Entnimm dem Text über die Velo-City-Night Hannover wörtlich den Abschnitt von „Man weiß ja“ bis „für den Autoverkehr.“.

_EXTRAHIERTER TEXT_:

==================================================

Ich fürchte die Mutter aller Dinge – Velo-City-Night


„Velo“, nennen die Schweizer das Fahrrad, „Velo Love“ lautet das Motto der 2. Velo-City-Night Hannover 2013. Und weil es nicht gut ist, Dinge zu lieben, berücksichtigen die Veranstalter auch menschliche Kontakte. Für 2 Euro Startgebühr bekommen Singles gelbe Armbändchen, die anderen magentafarbene. Freilich ist vom Anbandeln während der Fahrt abzuraten, wenn eintausend Radfahrerinnen und Radfahrer sich auf die 22 Kilometer lange Wegstrecke durch Hannover machen und in erster Linie darauf achten müssen, nicht mit anderen zu kollidieren.

Man weiß ja nicht, wie sicher die anderen Teilnehmer sind, ob sie es gewöhnt sind, im Verband zu fahren, ob sie immer schön in der Spur bleiben oder Spaßvögel sind, die plötzlich seitlich ausscheren, weil sie es genießen, die gesamte Straßenbreite benutzen zu dürfen. Dieser Platz ist da, denn die Polizei begleitet das Fahrerfeld mit einem Führungsfahrzeug, und Polizisten auf Motorrädern sperren die Strecke für den Autoverkehr.

==================================================

_BEREITGESTELLTES MATERIAL_:
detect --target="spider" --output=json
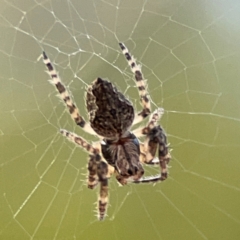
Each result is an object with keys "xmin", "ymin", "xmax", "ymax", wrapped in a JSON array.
[{"xmin": 43, "ymin": 43, "xmax": 171, "ymax": 220}]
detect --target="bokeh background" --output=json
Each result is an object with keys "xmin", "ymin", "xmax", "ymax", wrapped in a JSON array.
[{"xmin": 0, "ymin": 0, "xmax": 240, "ymax": 240}]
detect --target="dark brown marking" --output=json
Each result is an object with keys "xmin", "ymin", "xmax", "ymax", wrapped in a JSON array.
[{"xmin": 55, "ymin": 82, "xmax": 66, "ymax": 94}]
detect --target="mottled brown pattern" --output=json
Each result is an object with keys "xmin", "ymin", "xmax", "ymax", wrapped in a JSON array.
[
  {"xmin": 86, "ymin": 78, "xmax": 134, "ymax": 139},
  {"xmin": 43, "ymin": 43, "xmax": 171, "ymax": 220}
]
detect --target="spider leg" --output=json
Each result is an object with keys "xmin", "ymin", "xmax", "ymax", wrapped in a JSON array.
[
  {"xmin": 43, "ymin": 52, "xmax": 96, "ymax": 134},
  {"xmin": 132, "ymin": 108, "xmax": 171, "ymax": 183},
  {"xmin": 60, "ymin": 129, "xmax": 114, "ymax": 220},
  {"xmin": 119, "ymin": 43, "xmax": 151, "ymax": 124}
]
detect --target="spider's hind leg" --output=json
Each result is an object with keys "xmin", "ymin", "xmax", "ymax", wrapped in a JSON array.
[
  {"xmin": 60, "ymin": 129, "xmax": 114, "ymax": 220},
  {"xmin": 133, "ymin": 108, "xmax": 171, "ymax": 183}
]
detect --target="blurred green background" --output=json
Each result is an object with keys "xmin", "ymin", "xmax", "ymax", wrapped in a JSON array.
[{"xmin": 0, "ymin": 0, "xmax": 240, "ymax": 240}]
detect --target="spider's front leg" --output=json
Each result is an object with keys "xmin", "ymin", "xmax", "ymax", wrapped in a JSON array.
[
  {"xmin": 43, "ymin": 52, "xmax": 96, "ymax": 134},
  {"xmin": 119, "ymin": 43, "xmax": 151, "ymax": 124}
]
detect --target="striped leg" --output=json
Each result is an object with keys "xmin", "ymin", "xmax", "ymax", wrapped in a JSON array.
[
  {"xmin": 43, "ymin": 52, "xmax": 96, "ymax": 134},
  {"xmin": 60, "ymin": 129, "xmax": 114, "ymax": 220},
  {"xmin": 132, "ymin": 108, "xmax": 171, "ymax": 183},
  {"xmin": 119, "ymin": 43, "xmax": 151, "ymax": 124}
]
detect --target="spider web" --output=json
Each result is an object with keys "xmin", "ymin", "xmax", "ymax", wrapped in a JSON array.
[{"xmin": 0, "ymin": 0, "xmax": 240, "ymax": 239}]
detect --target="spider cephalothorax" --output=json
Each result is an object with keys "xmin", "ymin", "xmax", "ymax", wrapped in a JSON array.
[
  {"xmin": 86, "ymin": 78, "xmax": 134, "ymax": 138},
  {"xmin": 43, "ymin": 43, "xmax": 171, "ymax": 220}
]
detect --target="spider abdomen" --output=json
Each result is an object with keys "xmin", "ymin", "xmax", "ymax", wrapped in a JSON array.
[
  {"xmin": 86, "ymin": 78, "xmax": 134, "ymax": 138},
  {"xmin": 101, "ymin": 132, "xmax": 144, "ymax": 184}
]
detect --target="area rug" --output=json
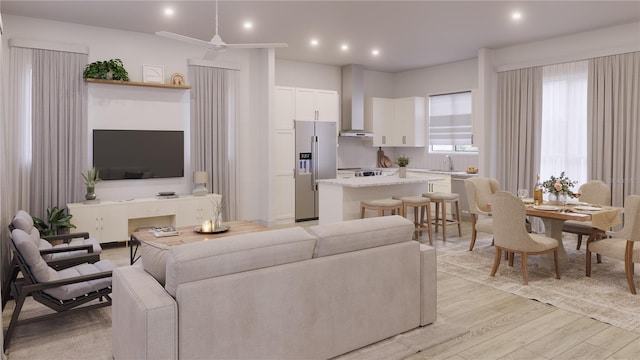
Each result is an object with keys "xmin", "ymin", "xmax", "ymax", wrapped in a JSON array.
[
  {"xmin": 3, "ymin": 299, "xmax": 468, "ymax": 360},
  {"xmin": 437, "ymin": 238, "xmax": 640, "ymax": 333}
]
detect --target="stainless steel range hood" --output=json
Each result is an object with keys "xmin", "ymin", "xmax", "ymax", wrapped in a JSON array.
[{"xmin": 340, "ymin": 65, "xmax": 373, "ymax": 137}]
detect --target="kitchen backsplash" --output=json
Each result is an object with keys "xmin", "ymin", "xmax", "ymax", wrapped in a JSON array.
[{"xmin": 338, "ymin": 137, "xmax": 478, "ymax": 171}]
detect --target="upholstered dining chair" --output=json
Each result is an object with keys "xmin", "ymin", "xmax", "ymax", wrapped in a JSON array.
[
  {"xmin": 562, "ymin": 180, "xmax": 611, "ymax": 250},
  {"xmin": 491, "ymin": 191, "xmax": 560, "ymax": 285},
  {"xmin": 464, "ymin": 176, "xmax": 500, "ymax": 251},
  {"xmin": 585, "ymin": 195, "xmax": 640, "ymax": 294}
]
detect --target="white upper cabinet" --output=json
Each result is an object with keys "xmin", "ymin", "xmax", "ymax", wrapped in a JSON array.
[
  {"xmin": 365, "ymin": 97, "xmax": 425, "ymax": 147},
  {"xmin": 364, "ymin": 98, "xmax": 395, "ymax": 146},
  {"xmin": 295, "ymin": 88, "xmax": 339, "ymax": 123}
]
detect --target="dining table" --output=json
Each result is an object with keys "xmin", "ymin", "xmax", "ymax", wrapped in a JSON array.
[{"xmin": 523, "ymin": 199, "xmax": 623, "ymax": 269}]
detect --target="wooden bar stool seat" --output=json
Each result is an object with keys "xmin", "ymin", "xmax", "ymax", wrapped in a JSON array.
[
  {"xmin": 393, "ymin": 196, "xmax": 433, "ymax": 245},
  {"xmin": 422, "ymin": 192, "xmax": 462, "ymax": 241},
  {"xmin": 360, "ymin": 199, "xmax": 404, "ymax": 219}
]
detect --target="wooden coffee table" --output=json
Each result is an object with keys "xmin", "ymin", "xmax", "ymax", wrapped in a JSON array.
[{"xmin": 129, "ymin": 221, "xmax": 269, "ymax": 265}]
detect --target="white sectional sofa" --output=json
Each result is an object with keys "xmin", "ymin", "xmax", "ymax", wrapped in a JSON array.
[{"xmin": 112, "ymin": 216, "xmax": 436, "ymax": 359}]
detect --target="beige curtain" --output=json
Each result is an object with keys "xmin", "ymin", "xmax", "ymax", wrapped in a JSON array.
[
  {"xmin": 189, "ymin": 65, "xmax": 238, "ymax": 221},
  {"xmin": 29, "ymin": 49, "xmax": 88, "ymax": 216},
  {"xmin": 587, "ymin": 52, "xmax": 640, "ymax": 206},
  {"xmin": 496, "ymin": 67, "xmax": 542, "ymax": 194}
]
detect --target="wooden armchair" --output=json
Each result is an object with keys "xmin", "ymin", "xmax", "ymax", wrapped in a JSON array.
[
  {"xmin": 464, "ymin": 177, "xmax": 500, "ymax": 251},
  {"xmin": 491, "ymin": 191, "xmax": 560, "ymax": 285},
  {"xmin": 2, "ymin": 210, "xmax": 102, "ymax": 309},
  {"xmin": 4, "ymin": 229, "xmax": 114, "ymax": 349}
]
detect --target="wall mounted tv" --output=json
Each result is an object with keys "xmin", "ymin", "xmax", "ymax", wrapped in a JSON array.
[{"xmin": 93, "ymin": 130, "xmax": 184, "ymax": 180}]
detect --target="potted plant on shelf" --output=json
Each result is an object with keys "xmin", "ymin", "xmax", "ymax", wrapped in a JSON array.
[
  {"xmin": 33, "ymin": 206, "xmax": 76, "ymax": 236},
  {"xmin": 80, "ymin": 167, "xmax": 100, "ymax": 200},
  {"xmin": 82, "ymin": 59, "xmax": 129, "ymax": 81},
  {"xmin": 396, "ymin": 155, "xmax": 410, "ymax": 178}
]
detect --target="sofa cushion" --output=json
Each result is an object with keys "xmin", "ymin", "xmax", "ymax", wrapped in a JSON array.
[
  {"xmin": 165, "ymin": 227, "xmax": 316, "ymax": 297},
  {"xmin": 308, "ymin": 215, "xmax": 414, "ymax": 258},
  {"xmin": 140, "ymin": 241, "xmax": 171, "ymax": 286}
]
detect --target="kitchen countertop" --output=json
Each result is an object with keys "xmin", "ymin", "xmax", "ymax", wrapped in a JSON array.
[
  {"xmin": 407, "ymin": 168, "xmax": 478, "ymax": 178},
  {"xmin": 317, "ymin": 175, "xmax": 444, "ymax": 187}
]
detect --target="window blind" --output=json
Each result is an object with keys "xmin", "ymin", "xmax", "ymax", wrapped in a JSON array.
[{"xmin": 429, "ymin": 91, "xmax": 473, "ymax": 145}]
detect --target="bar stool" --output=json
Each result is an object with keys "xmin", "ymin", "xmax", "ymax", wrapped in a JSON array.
[
  {"xmin": 360, "ymin": 199, "xmax": 403, "ymax": 219},
  {"xmin": 422, "ymin": 192, "xmax": 462, "ymax": 241},
  {"xmin": 393, "ymin": 196, "xmax": 433, "ymax": 245}
]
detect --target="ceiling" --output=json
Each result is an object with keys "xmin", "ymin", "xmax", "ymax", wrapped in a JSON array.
[{"xmin": 0, "ymin": 0, "xmax": 640, "ymax": 72}]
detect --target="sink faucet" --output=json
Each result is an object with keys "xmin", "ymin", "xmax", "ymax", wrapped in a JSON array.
[{"xmin": 442, "ymin": 155, "xmax": 453, "ymax": 171}]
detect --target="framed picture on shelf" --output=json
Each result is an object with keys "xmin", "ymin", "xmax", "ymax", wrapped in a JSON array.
[{"xmin": 142, "ymin": 65, "xmax": 164, "ymax": 84}]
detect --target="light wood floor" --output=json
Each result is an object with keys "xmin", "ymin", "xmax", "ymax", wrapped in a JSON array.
[
  {"xmin": 408, "ymin": 223, "xmax": 640, "ymax": 360},
  {"xmin": 103, "ymin": 218, "xmax": 640, "ymax": 360}
]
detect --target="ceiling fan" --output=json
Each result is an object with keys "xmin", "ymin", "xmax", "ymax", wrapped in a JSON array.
[{"xmin": 156, "ymin": 0, "xmax": 288, "ymax": 52}]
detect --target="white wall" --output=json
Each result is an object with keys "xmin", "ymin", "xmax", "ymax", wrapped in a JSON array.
[{"xmin": 3, "ymin": 15, "xmax": 267, "ymax": 220}]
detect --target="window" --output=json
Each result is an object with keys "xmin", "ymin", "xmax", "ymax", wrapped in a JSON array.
[
  {"xmin": 429, "ymin": 91, "xmax": 478, "ymax": 153},
  {"xmin": 540, "ymin": 61, "xmax": 588, "ymax": 188}
]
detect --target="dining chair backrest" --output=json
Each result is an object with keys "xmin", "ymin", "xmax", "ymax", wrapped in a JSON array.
[
  {"xmin": 614, "ymin": 195, "xmax": 640, "ymax": 241},
  {"xmin": 578, "ymin": 180, "xmax": 611, "ymax": 205},
  {"xmin": 625, "ymin": 195, "xmax": 640, "ymax": 241},
  {"xmin": 464, "ymin": 176, "xmax": 500, "ymax": 214},
  {"xmin": 491, "ymin": 191, "xmax": 547, "ymax": 252}
]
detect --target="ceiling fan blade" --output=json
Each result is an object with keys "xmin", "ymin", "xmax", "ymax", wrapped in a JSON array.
[
  {"xmin": 156, "ymin": 31, "xmax": 211, "ymax": 47},
  {"xmin": 227, "ymin": 43, "xmax": 289, "ymax": 49}
]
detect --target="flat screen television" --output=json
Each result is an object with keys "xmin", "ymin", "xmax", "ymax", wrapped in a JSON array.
[{"xmin": 93, "ymin": 129, "xmax": 184, "ymax": 180}]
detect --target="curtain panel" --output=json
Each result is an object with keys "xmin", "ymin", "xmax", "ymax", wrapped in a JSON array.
[
  {"xmin": 587, "ymin": 52, "xmax": 640, "ymax": 206},
  {"xmin": 189, "ymin": 65, "xmax": 238, "ymax": 221},
  {"xmin": 29, "ymin": 49, "xmax": 88, "ymax": 215},
  {"xmin": 496, "ymin": 67, "xmax": 542, "ymax": 193}
]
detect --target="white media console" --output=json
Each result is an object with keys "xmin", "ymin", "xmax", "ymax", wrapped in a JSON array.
[{"xmin": 67, "ymin": 194, "xmax": 220, "ymax": 243}]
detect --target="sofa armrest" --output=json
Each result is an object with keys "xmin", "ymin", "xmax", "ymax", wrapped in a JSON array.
[
  {"xmin": 420, "ymin": 244, "xmax": 438, "ymax": 326},
  {"xmin": 112, "ymin": 265, "xmax": 178, "ymax": 359}
]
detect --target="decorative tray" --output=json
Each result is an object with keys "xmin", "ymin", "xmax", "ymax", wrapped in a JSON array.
[
  {"xmin": 533, "ymin": 205, "xmax": 561, "ymax": 211},
  {"xmin": 194, "ymin": 225, "xmax": 231, "ymax": 234}
]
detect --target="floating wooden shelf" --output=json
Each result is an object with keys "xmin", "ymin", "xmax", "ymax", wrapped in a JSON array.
[{"xmin": 84, "ymin": 79, "xmax": 191, "ymax": 89}]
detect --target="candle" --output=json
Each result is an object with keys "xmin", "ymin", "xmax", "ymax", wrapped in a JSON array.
[{"xmin": 200, "ymin": 220, "xmax": 211, "ymax": 232}]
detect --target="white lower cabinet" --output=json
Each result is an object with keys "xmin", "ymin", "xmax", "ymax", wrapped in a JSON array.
[
  {"xmin": 176, "ymin": 197, "xmax": 215, "ymax": 226},
  {"xmin": 67, "ymin": 194, "xmax": 224, "ymax": 243},
  {"xmin": 67, "ymin": 204, "xmax": 129, "ymax": 242}
]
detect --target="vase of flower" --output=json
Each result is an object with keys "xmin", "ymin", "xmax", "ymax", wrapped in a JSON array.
[
  {"xmin": 84, "ymin": 186, "xmax": 98, "ymax": 200},
  {"xmin": 542, "ymin": 171, "xmax": 578, "ymax": 206},
  {"xmin": 549, "ymin": 193, "xmax": 567, "ymax": 206},
  {"xmin": 396, "ymin": 155, "xmax": 410, "ymax": 178}
]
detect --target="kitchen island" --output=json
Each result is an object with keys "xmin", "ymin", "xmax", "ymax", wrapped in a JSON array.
[{"xmin": 317, "ymin": 175, "xmax": 442, "ymax": 224}]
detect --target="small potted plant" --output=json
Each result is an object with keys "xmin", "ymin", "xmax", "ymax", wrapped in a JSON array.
[
  {"xmin": 33, "ymin": 206, "xmax": 76, "ymax": 236},
  {"xmin": 396, "ymin": 155, "xmax": 410, "ymax": 178},
  {"xmin": 80, "ymin": 167, "xmax": 100, "ymax": 201},
  {"xmin": 82, "ymin": 59, "xmax": 129, "ymax": 81}
]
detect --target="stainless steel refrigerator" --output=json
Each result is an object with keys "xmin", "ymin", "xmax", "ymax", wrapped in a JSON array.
[{"xmin": 295, "ymin": 121, "xmax": 338, "ymax": 221}]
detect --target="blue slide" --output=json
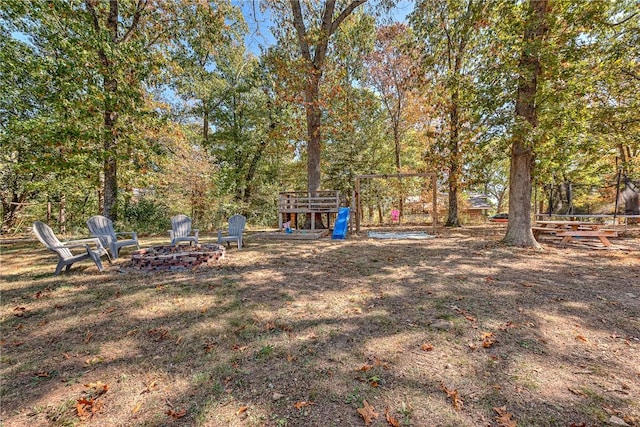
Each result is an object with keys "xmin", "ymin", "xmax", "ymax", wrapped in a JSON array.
[{"xmin": 331, "ymin": 208, "xmax": 349, "ymax": 239}]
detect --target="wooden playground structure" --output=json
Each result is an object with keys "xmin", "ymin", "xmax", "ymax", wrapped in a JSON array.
[
  {"xmin": 278, "ymin": 190, "xmax": 340, "ymax": 231},
  {"xmin": 278, "ymin": 173, "xmax": 438, "ymax": 237}
]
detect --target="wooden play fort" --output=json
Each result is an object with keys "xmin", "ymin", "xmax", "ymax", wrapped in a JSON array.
[{"xmin": 278, "ymin": 190, "xmax": 340, "ymax": 231}]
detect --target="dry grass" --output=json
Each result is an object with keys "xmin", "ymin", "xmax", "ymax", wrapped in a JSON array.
[{"xmin": 0, "ymin": 225, "xmax": 640, "ymax": 426}]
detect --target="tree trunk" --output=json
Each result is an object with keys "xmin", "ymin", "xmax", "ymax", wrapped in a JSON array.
[
  {"xmin": 305, "ymin": 70, "xmax": 321, "ymax": 195},
  {"xmin": 102, "ymin": 87, "xmax": 118, "ymax": 221},
  {"xmin": 445, "ymin": 89, "xmax": 462, "ymax": 227},
  {"xmin": 503, "ymin": 0, "xmax": 548, "ymax": 248}
]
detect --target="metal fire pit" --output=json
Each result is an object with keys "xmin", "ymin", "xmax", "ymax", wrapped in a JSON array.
[{"xmin": 131, "ymin": 244, "xmax": 225, "ymax": 271}]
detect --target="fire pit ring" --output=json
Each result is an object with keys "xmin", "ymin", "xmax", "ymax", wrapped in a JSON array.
[{"xmin": 131, "ymin": 244, "xmax": 225, "ymax": 271}]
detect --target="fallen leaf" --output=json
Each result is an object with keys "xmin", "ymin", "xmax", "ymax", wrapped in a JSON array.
[
  {"xmin": 358, "ymin": 400, "xmax": 380, "ymax": 425},
  {"xmin": 165, "ymin": 409, "xmax": 187, "ymax": 419},
  {"xmin": 356, "ymin": 363, "xmax": 373, "ymax": 372},
  {"xmin": 493, "ymin": 406, "xmax": 518, "ymax": 427},
  {"xmin": 384, "ymin": 408, "xmax": 400, "ymax": 427},
  {"xmin": 568, "ymin": 387, "xmax": 587, "ymax": 397},
  {"xmin": 482, "ymin": 332, "xmax": 496, "ymax": 348},
  {"xmin": 84, "ymin": 332, "xmax": 93, "ymax": 344},
  {"xmin": 293, "ymin": 400, "xmax": 313, "ymax": 409},
  {"xmin": 440, "ymin": 383, "xmax": 464, "ymax": 411},
  {"xmin": 140, "ymin": 381, "xmax": 158, "ymax": 394},
  {"xmin": 453, "ymin": 306, "xmax": 476, "ymax": 322},
  {"xmin": 264, "ymin": 322, "xmax": 276, "ymax": 331},
  {"xmin": 84, "ymin": 381, "xmax": 109, "ymax": 395}
]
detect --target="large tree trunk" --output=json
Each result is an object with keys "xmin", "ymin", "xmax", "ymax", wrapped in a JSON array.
[
  {"xmin": 102, "ymin": 79, "xmax": 118, "ymax": 221},
  {"xmin": 305, "ymin": 69, "xmax": 322, "ymax": 194},
  {"xmin": 445, "ymin": 89, "xmax": 462, "ymax": 227},
  {"xmin": 503, "ymin": 0, "xmax": 548, "ymax": 248}
]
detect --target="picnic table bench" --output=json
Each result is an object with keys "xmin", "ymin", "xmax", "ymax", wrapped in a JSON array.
[
  {"xmin": 531, "ymin": 221, "xmax": 618, "ymax": 247},
  {"xmin": 556, "ymin": 229, "xmax": 618, "ymax": 247}
]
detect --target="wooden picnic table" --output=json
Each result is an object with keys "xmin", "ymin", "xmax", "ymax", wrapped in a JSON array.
[{"xmin": 531, "ymin": 220, "xmax": 618, "ymax": 247}]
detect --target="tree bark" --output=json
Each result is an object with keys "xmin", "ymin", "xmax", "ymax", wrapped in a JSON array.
[
  {"xmin": 503, "ymin": 0, "xmax": 548, "ymax": 248},
  {"xmin": 290, "ymin": 0, "xmax": 367, "ymax": 194},
  {"xmin": 84, "ymin": 0, "xmax": 147, "ymax": 221},
  {"xmin": 445, "ymin": 89, "xmax": 462, "ymax": 227}
]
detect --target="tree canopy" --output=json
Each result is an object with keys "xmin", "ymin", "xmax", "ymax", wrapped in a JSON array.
[{"xmin": 0, "ymin": 0, "xmax": 640, "ymax": 245}]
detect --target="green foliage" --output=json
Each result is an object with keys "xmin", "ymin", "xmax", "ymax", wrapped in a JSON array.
[{"xmin": 122, "ymin": 197, "xmax": 171, "ymax": 234}]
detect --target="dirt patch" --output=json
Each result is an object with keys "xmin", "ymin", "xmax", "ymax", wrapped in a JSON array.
[{"xmin": 0, "ymin": 224, "xmax": 640, "ymax": 426}]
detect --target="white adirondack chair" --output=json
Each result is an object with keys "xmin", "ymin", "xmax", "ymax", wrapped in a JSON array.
[
  {"xmin": 33, "ymin": 221, "xmax": 111, "ymax": 275},
  {"xmin": 169, "ymin": 215, "xmax": 200, "ymax": 246},
  {"xmin": 218, "ymin": 214, "xmax": 247, "ymax": 249},
  {"xmin": 87, "ymin": 215, "xmax": 140, "ymax": 259}
]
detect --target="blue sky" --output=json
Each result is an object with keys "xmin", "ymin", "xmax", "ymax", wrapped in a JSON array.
[{"xmin": 231, "ymin": 0, "xmax": 414, "ymax": 54}]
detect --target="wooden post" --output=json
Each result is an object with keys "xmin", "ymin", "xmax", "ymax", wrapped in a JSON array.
[
  {"xmin": 353, "ymin": 178, "xmax": 360, "ymax": 234},
  {"xmin": 431, "ymin": 174, "xmax": 438, "ymax": 234}
]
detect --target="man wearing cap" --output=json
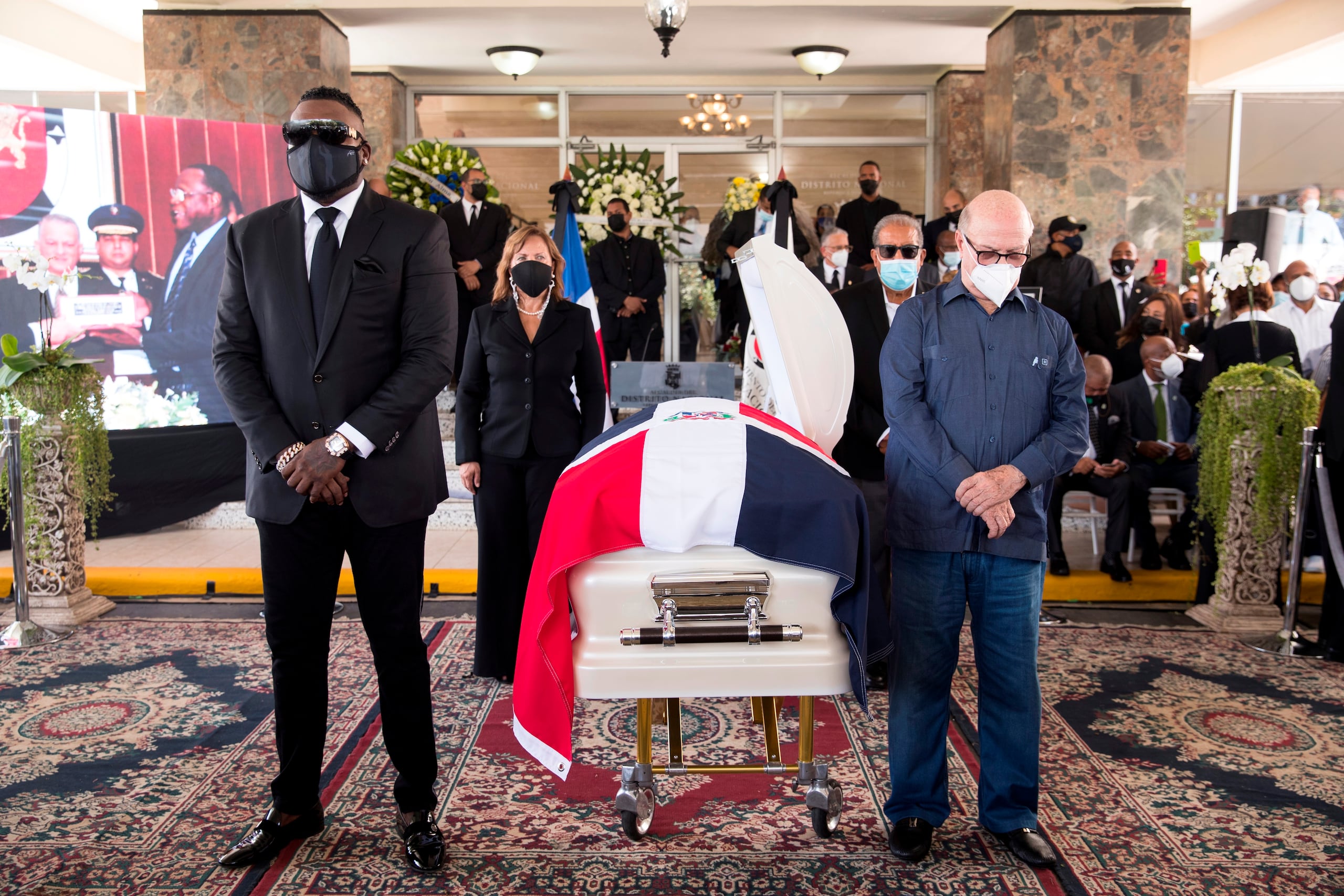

==================================================

_SCHRIFTLICHE LÖSUNG_:
Man weiß ja nicht, wie sicher die anderen Teilnehmer sind, ob sie es gewöhnt sind, im Verband zu fahren, ob sie immer schön in der Spur bleiben oder Spaßvögel sind, die plötzlich seitlich ausscheren, weil sie es genießen, die gesamte Straßenbreite benutzen zu dürfen. Dieser Platz ist da, denn die Polizei begleitet das Fahrerfeld mit einem Führungsfahrzeug, und Polizisten auf Motorrädern sperren die Strecke für den Autoverkehr.